◆ Document section:
● ● ● ●
Current Funded Research

Current Funded Research Projects

Multi-functional Robotic Assistive Arm (mR2A) for Activities of Daily Living Assistance (Funded by DHHS/NIDILLRR, 90DPGE0018; 09/01/20 – 08/31/2023)

Individuals with Upper or Lower Extremities (ULE) Dysfunction (IwULED) resulting from a spinal cord injury (SCI), amyotrophic lateral sclerosis (ALS), Cerebral Vascular Accident (CVA), trauma, and occupational injuries, this research focuses on the development of a multifunctional robotic assistive arm (mR2A) for activities of daily living (ADL) assistance such as feeding, opening a door, picking an object from out of reach of such IwULED, etc.

Figure 3: Current developed prototype.

Figure 4: Current developed prototype.

Video 1: Picking objects from the ground using Finger Joystick Control.

Video 2: Picking objects from tables using Chin Joystick Control.

Video 3: Picking and eating fruits/food using Eye-Gaze Control.

Video 4: Working prototype.

Video 3: Working prototype controlling with joystick.

We hypothesize that the proposed mR2A will significantly improve the quality of life of IwULED, improve their mobility, and provide independence.

A Wheelchair Mounted Upper Limb Exoskeleton Robot for Rehabilitation and ADL Assistance

The project focuses on the study of upper limb (UL) biomechanics, and the development of a Wheelchair Mounted Exoskeleton Robot for Rehabilitation and Activities of Daily Living (ADL) Assistance for Individuals with Upper and/or Lower Extremities Dysfunctions (ULED) resulting from various neurological conditions and/or orthopedic injuries.

Fueled by team’s (researchers of the BioRobotics Lab, UWM) expertise in assistive and rehabilitation robotics and controls, a novel 7 degrees of freedom (DoFs) exoskeleton robot (SREx) has been developed. SREx can provide following therapeutic exercises to upper limb: (a) continuous passive motion, (b) active-assist, (c) variable resistive (d) patient specific therapies. Oncoming development includes: (i) mobility assistance via a wheelchair and an assistive robotic exoskeleton mounted on it; (ii) exercise and rehabilitation assistance not only in clinical settings but also at home; and (iii) support for those individuals to live independently by assisting in ADL whether it may be at home, shops or even workplaces. Video demonstration can be found here.

Symbiotic Modular Therapeutic Robot

The research conducted under this project will directly contribute to transform a developed upper limb rehabilitative exsokleton with dual funationality and ergonomic shoulder into a modular therapeutic robot (mTRob) as shown in figure 1.
● ● ● ●
◆ Source information:
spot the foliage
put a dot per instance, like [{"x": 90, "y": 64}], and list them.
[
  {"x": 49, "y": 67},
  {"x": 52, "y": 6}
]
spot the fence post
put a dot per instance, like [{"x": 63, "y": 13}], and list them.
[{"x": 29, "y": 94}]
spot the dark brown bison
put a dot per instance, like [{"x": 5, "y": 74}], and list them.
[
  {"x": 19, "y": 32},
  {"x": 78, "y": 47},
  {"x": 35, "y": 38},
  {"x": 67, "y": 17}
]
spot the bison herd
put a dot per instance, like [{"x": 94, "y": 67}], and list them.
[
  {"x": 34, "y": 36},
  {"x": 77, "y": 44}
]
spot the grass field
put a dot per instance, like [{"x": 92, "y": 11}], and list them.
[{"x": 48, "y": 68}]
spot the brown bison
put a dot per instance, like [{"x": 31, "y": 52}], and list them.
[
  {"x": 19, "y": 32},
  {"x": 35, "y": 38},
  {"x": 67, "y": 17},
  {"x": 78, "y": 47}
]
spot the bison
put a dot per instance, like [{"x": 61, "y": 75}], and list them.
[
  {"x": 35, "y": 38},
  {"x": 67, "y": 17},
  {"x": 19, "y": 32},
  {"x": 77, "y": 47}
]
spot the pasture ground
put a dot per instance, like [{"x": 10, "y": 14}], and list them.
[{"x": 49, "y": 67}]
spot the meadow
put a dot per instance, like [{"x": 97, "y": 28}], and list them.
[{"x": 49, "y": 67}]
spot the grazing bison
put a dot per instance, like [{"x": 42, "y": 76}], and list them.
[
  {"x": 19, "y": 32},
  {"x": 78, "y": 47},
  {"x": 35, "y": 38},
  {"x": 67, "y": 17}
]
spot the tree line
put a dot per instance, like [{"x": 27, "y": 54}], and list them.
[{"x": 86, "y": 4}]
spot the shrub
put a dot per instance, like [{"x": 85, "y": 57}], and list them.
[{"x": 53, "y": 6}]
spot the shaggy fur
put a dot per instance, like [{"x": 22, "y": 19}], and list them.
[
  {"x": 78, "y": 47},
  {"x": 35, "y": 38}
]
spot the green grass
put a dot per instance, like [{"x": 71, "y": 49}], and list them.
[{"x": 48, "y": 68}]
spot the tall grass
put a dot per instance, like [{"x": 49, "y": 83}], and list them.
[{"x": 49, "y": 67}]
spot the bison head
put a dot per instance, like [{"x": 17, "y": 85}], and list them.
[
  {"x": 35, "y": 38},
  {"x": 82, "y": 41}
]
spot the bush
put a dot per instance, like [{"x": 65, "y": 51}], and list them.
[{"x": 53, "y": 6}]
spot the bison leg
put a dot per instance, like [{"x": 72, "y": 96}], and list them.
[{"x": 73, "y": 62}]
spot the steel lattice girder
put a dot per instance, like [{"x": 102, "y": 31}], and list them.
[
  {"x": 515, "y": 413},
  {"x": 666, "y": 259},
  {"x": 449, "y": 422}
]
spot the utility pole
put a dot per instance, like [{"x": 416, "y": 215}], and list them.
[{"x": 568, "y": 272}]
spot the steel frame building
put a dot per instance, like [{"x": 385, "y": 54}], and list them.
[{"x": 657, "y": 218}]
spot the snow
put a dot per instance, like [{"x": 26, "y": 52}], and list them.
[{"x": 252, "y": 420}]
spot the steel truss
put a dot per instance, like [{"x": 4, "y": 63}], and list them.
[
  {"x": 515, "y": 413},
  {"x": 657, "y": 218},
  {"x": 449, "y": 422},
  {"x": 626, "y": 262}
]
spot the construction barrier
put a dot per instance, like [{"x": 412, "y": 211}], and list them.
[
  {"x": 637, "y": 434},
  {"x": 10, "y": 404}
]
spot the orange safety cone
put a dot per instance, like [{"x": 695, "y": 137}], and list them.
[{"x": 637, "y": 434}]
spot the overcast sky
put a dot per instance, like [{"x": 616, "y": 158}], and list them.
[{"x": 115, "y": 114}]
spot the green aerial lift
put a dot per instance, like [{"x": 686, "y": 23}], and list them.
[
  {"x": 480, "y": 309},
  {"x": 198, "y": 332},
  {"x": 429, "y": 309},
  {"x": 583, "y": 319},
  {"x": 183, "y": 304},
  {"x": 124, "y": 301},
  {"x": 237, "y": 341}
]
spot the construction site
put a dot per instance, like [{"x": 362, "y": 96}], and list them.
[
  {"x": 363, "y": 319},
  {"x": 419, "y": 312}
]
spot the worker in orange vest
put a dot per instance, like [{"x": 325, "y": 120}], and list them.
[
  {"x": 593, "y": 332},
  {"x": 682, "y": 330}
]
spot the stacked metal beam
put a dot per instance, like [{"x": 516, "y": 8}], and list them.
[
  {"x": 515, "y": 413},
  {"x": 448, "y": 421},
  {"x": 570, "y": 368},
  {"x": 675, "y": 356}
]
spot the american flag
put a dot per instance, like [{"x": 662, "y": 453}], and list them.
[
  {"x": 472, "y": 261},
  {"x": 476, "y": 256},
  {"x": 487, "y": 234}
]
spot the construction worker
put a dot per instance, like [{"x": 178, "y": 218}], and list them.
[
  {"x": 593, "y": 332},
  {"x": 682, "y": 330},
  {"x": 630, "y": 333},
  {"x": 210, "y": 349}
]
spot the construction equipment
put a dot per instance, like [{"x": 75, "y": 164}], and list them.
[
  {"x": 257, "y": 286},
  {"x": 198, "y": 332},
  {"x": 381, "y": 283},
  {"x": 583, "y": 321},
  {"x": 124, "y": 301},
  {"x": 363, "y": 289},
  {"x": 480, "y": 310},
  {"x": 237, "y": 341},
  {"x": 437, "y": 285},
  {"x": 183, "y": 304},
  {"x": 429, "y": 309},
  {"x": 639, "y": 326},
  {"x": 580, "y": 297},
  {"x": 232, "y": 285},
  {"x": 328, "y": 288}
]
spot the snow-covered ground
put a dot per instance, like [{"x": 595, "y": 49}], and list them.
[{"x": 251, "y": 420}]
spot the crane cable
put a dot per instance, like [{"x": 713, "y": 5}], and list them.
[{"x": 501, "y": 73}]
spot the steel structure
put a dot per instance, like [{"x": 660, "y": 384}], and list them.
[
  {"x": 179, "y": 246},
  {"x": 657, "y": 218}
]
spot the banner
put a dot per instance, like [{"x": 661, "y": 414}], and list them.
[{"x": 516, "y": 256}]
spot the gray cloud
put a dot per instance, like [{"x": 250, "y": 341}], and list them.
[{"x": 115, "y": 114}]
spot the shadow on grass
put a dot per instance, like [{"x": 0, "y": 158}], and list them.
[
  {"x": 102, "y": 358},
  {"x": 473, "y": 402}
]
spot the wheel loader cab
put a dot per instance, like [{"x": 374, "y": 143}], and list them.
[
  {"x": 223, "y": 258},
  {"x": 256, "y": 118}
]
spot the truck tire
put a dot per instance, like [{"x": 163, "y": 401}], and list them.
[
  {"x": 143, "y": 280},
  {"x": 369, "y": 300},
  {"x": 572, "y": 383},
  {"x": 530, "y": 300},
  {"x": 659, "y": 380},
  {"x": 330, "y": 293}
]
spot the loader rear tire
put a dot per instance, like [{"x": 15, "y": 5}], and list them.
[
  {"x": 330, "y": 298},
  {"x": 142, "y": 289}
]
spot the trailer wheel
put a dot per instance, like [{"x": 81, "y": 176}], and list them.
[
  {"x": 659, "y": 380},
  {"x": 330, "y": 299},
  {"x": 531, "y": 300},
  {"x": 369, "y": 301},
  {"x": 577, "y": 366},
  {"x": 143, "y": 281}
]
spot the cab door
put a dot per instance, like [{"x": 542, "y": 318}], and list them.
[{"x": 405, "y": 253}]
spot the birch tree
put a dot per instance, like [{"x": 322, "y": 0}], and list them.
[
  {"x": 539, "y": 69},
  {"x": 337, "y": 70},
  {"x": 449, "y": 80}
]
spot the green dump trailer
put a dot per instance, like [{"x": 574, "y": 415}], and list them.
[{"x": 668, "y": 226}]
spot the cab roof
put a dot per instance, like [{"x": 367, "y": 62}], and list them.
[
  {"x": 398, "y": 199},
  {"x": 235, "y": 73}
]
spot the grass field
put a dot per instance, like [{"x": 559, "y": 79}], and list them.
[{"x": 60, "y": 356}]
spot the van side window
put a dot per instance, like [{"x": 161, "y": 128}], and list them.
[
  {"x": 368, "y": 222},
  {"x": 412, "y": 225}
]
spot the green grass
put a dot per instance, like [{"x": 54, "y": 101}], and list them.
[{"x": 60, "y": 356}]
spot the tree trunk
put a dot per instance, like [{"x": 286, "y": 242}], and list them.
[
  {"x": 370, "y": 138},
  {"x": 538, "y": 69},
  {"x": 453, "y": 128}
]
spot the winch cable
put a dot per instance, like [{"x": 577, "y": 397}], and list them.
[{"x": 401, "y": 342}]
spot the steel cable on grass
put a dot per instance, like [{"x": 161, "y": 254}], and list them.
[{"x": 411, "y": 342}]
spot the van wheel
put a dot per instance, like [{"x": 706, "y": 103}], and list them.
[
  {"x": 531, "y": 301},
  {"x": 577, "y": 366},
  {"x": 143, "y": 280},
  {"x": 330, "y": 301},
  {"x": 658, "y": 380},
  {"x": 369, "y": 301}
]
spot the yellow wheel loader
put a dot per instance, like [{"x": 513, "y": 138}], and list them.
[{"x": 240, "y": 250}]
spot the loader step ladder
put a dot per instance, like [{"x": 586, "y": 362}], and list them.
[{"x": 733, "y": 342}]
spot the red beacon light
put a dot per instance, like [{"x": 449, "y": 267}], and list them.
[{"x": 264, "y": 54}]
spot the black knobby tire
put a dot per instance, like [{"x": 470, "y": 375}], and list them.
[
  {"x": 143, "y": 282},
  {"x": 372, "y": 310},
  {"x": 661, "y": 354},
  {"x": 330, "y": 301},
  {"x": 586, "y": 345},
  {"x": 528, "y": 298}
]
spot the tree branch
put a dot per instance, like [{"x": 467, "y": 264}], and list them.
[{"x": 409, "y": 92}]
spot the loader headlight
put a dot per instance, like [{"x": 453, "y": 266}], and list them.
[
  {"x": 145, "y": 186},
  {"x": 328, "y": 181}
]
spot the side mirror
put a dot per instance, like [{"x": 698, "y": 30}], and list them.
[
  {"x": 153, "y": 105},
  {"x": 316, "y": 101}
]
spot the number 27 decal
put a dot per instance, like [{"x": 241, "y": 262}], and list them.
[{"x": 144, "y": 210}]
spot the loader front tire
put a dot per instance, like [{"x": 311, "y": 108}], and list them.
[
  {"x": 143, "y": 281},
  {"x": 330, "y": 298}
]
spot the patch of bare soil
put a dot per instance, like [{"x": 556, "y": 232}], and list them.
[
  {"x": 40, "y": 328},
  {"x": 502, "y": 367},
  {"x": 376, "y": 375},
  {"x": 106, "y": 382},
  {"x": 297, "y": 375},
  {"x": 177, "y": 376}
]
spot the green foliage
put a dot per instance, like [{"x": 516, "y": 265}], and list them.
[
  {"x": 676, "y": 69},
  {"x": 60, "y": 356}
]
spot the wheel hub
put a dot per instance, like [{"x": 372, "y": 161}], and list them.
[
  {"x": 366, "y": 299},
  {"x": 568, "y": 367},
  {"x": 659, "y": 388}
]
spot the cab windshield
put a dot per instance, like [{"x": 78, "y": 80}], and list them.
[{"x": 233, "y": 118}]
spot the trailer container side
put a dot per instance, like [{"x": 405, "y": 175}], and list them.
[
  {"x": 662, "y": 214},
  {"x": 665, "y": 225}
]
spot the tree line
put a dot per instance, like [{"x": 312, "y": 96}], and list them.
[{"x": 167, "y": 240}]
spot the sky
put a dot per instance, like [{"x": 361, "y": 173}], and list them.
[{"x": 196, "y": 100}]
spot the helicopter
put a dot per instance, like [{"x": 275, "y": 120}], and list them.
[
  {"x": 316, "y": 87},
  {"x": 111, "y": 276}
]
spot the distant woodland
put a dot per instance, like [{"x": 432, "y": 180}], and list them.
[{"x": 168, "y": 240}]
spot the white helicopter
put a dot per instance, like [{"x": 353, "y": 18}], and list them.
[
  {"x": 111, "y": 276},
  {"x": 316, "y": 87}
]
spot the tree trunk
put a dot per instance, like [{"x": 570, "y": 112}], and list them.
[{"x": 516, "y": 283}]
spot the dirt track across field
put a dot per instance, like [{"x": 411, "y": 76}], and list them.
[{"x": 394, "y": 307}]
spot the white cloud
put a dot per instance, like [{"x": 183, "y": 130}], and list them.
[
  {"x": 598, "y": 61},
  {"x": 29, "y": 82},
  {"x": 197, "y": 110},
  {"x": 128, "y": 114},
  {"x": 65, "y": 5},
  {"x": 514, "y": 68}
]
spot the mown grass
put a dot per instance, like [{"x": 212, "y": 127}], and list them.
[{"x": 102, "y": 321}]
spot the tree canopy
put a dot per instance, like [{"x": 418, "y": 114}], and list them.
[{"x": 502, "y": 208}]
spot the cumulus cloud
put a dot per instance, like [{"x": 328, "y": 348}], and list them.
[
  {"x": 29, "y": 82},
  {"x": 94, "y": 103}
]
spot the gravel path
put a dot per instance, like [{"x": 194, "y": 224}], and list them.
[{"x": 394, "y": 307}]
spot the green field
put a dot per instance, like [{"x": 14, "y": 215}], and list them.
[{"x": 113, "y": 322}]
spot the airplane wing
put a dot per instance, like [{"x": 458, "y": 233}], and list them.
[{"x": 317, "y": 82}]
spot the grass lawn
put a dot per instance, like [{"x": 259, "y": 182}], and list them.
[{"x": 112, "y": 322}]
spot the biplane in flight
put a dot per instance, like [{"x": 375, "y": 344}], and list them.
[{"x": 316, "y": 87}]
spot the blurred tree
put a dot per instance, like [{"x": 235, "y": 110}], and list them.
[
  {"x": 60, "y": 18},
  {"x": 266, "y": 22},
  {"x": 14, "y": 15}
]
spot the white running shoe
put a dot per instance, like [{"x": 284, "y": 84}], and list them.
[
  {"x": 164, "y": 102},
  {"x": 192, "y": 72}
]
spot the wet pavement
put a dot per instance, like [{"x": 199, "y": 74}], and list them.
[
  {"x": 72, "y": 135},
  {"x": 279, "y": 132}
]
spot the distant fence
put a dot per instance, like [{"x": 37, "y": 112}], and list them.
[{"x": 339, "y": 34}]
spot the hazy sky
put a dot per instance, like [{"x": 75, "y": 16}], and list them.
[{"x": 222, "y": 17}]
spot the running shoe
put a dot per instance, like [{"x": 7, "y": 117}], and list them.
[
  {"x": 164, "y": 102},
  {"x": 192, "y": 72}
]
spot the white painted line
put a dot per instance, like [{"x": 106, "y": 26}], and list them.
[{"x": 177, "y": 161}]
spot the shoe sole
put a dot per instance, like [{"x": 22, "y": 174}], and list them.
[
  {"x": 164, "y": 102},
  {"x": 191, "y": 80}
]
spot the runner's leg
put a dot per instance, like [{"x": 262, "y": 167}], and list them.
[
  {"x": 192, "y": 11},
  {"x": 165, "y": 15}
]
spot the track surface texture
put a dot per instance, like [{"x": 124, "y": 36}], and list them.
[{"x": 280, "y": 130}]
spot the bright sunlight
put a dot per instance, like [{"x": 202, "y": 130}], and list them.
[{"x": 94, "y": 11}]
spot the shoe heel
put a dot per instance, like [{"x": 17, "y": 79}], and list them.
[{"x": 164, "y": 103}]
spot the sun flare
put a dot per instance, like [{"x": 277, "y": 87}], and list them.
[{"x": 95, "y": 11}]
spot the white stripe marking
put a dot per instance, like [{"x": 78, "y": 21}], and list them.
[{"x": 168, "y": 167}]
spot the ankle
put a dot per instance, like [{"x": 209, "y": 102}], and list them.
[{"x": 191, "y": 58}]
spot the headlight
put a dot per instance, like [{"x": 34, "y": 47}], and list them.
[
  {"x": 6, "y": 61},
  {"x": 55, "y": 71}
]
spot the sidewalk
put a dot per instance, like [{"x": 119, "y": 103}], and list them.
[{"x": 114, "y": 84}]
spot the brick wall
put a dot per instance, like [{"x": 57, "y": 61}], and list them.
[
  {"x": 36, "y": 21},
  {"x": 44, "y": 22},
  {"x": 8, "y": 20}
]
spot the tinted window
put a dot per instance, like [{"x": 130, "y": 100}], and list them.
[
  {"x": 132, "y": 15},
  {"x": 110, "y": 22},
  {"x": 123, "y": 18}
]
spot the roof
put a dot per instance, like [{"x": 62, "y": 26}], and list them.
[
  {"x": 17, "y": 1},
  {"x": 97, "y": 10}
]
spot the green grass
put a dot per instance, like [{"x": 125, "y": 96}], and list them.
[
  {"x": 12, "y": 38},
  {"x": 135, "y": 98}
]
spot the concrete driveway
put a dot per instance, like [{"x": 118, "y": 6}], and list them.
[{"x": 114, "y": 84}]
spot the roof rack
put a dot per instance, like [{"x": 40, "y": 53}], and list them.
● ● ● ●
◆ What you will do:
1. From the research page, list every therapeutic exercise that SREx can provide to the upper limb.
2. According to the research page, how many degrees of freedom does the SREx exoskeleton robot have?
Rely only on the research page to complete these.

◆ Set of answers:
1. Continuous passive motion, active-assist, variable resistive, and patient specific therapies.

2. Seven degrees of freedom.